Directions =>
Please gather every line in the records below that contains the word "with" and copy each one unchanged. Case counts.

(begin)

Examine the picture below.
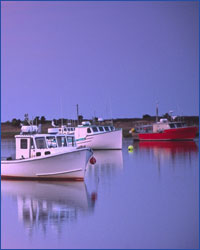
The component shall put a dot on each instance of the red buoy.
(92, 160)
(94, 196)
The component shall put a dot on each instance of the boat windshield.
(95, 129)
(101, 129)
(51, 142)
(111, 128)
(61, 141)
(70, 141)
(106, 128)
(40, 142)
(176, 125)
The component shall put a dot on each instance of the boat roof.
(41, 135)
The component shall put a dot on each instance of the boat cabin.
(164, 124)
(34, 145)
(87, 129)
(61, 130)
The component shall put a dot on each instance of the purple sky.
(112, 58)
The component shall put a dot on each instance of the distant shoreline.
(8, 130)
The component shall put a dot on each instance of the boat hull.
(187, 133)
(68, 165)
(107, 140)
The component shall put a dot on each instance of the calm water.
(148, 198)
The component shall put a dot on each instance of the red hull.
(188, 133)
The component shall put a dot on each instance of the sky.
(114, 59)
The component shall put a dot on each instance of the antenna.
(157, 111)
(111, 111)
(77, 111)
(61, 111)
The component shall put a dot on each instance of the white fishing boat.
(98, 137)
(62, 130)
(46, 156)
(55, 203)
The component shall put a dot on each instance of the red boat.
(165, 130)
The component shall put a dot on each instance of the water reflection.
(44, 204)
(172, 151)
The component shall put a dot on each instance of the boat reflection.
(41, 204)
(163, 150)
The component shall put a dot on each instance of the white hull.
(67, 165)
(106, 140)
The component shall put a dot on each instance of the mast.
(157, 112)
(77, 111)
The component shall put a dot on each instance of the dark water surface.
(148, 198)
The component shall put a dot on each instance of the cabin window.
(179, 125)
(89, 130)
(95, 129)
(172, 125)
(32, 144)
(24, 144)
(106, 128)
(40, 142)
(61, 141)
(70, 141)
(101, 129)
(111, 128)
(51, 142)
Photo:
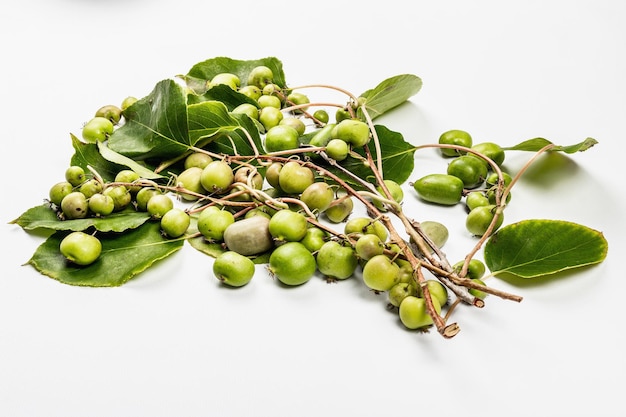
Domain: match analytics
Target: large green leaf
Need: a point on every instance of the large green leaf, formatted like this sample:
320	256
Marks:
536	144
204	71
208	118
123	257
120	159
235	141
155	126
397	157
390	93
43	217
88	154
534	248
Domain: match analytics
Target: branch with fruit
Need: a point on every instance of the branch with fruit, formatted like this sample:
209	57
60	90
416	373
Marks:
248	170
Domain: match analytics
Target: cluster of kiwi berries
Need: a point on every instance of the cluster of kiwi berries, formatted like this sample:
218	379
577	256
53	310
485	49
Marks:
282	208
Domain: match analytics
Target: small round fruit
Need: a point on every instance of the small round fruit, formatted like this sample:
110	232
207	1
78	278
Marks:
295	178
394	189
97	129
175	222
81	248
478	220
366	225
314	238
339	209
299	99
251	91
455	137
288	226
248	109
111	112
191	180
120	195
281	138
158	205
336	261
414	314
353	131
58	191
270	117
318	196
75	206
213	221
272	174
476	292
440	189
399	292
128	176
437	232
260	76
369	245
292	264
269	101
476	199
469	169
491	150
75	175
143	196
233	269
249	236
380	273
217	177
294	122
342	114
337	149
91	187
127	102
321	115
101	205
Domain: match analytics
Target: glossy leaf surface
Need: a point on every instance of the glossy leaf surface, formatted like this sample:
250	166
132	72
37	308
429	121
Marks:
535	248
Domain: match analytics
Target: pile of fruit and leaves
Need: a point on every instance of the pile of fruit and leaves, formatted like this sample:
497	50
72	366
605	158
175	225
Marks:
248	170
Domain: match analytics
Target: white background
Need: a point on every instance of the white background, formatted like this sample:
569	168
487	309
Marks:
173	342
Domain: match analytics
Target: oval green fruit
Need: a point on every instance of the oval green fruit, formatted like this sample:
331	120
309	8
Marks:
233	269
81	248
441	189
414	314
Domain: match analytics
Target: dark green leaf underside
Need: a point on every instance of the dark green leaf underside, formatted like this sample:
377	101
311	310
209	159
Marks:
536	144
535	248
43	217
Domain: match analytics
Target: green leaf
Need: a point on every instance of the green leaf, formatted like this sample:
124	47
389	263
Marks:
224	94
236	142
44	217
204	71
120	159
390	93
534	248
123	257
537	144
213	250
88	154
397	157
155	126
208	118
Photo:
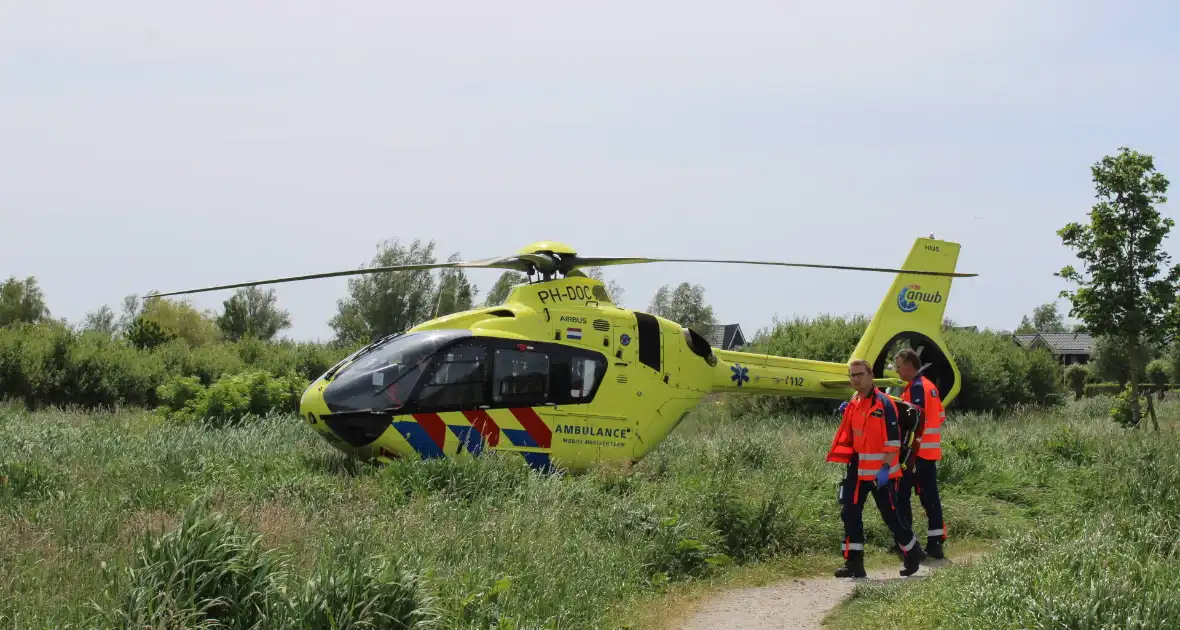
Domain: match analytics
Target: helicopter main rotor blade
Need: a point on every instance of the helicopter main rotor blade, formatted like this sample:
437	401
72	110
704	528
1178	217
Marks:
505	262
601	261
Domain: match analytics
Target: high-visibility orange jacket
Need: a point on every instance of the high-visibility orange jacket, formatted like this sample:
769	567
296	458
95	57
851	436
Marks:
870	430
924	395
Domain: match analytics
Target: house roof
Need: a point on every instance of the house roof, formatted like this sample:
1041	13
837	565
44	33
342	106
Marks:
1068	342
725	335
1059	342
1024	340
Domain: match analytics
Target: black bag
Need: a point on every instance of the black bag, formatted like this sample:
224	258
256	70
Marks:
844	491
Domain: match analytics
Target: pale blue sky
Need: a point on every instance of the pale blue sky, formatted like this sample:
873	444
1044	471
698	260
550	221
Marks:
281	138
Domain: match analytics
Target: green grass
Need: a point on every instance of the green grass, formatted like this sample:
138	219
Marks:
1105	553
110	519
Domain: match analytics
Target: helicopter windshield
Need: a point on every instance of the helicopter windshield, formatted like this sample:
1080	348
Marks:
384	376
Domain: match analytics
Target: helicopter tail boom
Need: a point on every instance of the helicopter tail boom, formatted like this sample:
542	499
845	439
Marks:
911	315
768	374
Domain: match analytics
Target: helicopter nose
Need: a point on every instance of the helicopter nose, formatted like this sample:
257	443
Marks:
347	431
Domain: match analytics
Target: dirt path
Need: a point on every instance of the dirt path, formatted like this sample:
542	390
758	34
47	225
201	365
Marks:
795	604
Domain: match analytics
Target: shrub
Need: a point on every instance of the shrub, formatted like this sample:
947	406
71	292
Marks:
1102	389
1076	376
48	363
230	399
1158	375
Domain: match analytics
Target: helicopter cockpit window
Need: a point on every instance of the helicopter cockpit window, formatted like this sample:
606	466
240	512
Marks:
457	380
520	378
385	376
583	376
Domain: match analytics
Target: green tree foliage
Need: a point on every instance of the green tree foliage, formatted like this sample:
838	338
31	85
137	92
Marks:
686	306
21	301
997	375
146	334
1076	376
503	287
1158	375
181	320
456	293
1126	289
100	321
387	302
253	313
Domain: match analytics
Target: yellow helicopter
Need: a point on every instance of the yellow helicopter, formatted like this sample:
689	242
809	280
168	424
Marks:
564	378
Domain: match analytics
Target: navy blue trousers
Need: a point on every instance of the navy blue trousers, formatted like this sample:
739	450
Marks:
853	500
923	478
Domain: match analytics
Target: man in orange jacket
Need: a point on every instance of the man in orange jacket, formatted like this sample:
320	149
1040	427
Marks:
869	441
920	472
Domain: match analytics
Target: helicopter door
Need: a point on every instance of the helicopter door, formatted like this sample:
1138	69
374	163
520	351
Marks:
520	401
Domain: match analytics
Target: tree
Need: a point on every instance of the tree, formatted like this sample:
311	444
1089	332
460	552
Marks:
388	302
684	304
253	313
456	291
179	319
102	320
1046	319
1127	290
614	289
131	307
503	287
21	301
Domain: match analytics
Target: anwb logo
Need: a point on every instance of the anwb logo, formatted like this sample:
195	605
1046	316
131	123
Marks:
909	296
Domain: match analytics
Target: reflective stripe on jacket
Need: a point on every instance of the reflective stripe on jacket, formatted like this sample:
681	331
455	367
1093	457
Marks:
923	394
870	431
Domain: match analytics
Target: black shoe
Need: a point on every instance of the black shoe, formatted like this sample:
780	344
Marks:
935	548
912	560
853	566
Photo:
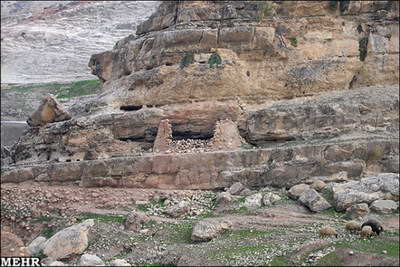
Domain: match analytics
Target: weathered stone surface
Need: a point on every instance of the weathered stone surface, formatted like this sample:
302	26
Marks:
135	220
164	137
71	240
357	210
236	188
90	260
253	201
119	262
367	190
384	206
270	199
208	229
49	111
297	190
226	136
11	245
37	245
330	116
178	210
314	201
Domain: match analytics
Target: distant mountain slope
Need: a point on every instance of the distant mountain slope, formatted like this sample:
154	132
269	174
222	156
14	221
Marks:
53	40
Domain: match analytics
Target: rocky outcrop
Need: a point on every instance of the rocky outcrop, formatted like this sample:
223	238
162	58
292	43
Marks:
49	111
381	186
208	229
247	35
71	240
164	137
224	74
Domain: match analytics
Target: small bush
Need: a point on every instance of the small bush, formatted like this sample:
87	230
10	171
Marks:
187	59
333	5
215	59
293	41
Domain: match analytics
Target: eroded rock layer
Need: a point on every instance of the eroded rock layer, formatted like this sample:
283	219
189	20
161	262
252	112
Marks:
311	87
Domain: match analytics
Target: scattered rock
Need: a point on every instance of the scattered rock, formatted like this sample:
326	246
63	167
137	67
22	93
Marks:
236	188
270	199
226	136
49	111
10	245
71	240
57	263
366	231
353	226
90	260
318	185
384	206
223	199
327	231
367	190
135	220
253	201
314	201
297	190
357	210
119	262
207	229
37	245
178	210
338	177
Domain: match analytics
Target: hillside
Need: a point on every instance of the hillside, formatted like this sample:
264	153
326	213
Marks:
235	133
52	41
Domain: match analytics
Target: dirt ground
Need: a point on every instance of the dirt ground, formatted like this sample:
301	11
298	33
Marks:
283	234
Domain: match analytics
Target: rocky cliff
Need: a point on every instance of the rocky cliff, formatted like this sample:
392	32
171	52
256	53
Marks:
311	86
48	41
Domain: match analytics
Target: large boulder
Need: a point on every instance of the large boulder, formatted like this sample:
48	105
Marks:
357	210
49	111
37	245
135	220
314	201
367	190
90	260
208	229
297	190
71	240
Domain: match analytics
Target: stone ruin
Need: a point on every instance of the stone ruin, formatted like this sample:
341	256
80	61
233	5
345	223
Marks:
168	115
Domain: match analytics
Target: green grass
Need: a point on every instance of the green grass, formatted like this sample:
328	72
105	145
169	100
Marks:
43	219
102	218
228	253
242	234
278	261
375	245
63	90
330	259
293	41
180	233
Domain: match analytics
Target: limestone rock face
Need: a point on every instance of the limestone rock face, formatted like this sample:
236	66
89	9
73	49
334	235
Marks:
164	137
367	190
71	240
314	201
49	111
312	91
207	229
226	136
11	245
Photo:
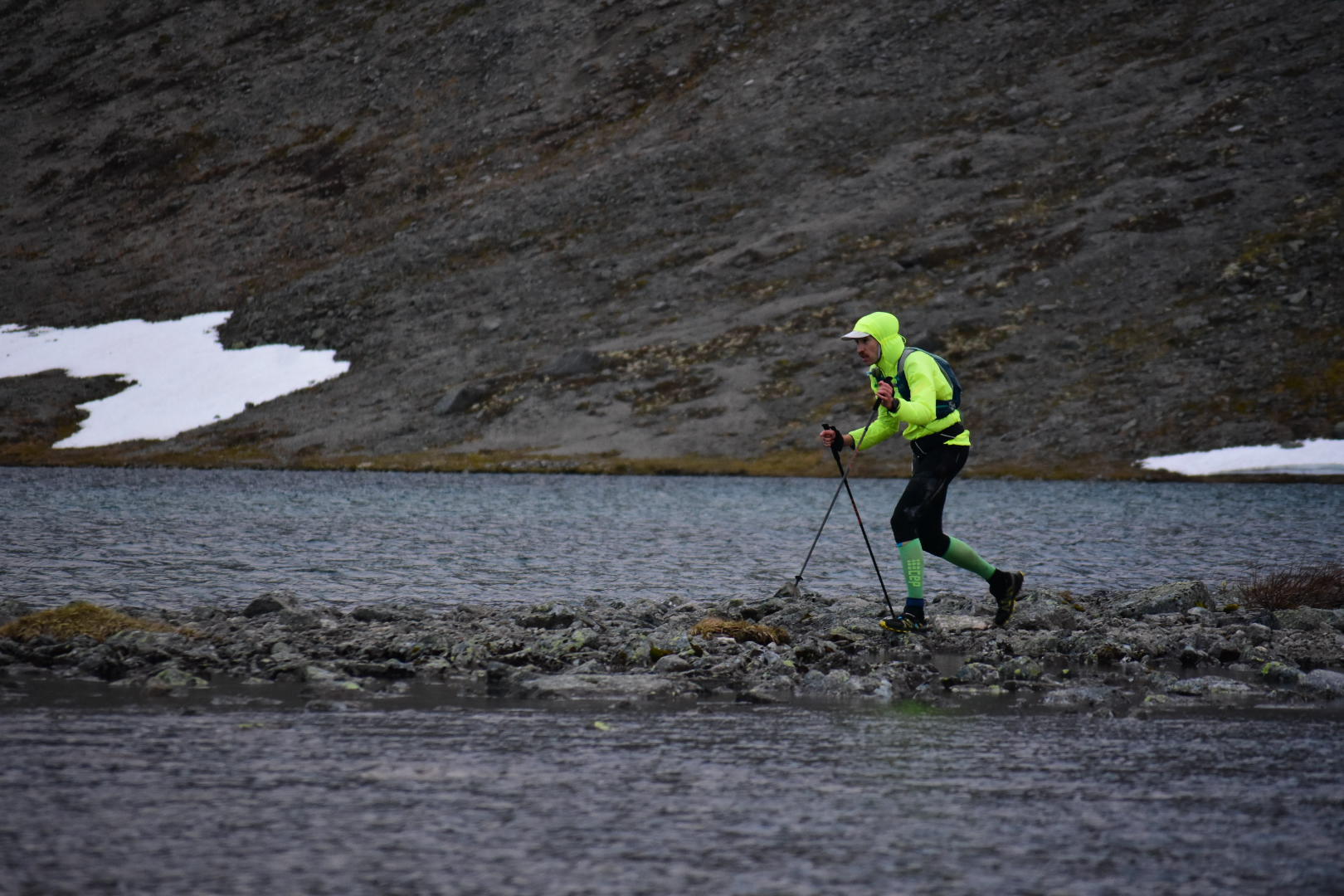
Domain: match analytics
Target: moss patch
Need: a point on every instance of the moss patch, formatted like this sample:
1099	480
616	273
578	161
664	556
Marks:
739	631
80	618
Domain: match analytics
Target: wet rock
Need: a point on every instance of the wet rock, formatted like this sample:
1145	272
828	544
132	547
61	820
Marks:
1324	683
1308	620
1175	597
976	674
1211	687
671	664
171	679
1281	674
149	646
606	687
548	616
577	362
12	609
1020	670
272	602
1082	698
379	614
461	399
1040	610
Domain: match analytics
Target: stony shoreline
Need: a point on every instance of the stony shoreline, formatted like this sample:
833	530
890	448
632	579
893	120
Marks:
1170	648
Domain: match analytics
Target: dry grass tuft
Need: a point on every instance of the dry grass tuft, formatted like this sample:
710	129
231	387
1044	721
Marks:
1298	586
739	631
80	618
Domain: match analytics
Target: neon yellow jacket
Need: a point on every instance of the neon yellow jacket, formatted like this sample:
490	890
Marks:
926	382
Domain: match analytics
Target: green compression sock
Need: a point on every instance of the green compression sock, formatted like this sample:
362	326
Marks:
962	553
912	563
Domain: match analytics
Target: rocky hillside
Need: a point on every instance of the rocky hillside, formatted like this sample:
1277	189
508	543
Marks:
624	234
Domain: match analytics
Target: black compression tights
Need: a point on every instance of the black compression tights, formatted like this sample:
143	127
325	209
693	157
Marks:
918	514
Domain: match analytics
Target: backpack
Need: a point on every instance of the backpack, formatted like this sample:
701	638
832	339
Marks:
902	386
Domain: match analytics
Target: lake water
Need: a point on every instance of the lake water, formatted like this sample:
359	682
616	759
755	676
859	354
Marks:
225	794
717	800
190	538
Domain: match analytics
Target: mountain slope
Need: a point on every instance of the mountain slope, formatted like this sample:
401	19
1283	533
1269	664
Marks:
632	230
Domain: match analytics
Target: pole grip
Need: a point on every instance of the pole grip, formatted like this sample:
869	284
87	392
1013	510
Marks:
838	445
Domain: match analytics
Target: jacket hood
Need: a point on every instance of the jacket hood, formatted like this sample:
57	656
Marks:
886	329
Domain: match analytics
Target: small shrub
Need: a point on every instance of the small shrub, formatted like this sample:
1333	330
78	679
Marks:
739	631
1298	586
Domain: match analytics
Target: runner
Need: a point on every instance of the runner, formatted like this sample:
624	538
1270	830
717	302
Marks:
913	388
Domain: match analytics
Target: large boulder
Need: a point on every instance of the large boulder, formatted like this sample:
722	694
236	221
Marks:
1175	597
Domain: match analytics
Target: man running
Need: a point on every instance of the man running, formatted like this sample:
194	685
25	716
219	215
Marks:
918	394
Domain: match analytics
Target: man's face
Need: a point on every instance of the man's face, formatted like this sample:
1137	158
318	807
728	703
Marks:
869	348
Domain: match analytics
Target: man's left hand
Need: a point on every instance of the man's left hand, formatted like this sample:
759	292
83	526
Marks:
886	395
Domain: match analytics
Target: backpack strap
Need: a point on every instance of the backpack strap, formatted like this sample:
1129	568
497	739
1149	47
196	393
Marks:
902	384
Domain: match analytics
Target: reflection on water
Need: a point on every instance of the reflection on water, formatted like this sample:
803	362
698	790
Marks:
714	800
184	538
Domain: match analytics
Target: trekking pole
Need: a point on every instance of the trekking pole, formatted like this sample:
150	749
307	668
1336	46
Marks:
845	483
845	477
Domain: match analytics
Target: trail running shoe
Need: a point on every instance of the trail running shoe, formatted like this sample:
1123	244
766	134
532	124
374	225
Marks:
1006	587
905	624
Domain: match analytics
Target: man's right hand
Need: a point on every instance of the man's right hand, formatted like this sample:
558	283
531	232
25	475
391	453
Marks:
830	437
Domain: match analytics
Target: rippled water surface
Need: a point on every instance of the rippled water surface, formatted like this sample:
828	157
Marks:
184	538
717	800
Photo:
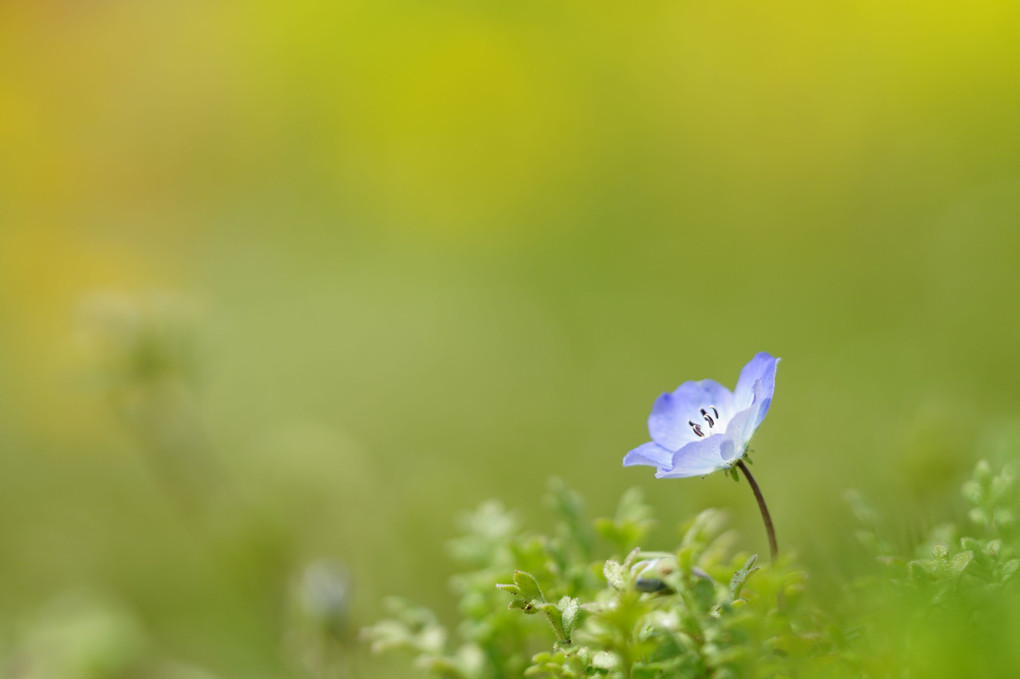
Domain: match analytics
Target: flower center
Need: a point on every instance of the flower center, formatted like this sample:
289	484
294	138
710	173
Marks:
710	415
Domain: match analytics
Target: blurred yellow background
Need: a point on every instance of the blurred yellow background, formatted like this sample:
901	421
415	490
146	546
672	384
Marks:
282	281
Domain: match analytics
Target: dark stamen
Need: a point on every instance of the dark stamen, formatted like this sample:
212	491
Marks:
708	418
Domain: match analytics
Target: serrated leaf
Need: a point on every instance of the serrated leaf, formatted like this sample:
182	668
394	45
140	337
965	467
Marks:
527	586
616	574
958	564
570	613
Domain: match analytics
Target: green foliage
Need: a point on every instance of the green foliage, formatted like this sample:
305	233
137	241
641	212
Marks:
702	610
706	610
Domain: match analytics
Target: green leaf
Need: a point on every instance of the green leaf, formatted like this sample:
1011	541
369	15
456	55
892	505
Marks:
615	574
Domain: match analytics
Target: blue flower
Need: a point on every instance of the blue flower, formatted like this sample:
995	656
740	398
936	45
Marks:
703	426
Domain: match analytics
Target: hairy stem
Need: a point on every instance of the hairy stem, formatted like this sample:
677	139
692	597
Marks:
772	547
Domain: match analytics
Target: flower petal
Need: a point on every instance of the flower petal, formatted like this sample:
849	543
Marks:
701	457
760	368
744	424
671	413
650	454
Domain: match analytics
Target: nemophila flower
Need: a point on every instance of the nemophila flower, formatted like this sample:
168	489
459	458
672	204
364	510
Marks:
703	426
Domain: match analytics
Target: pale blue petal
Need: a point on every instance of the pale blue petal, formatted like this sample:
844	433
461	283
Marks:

(end)

Right answer =>
Target: branch with fruit
Need: a point on every instance of the branch with fruit, formatted like this sample:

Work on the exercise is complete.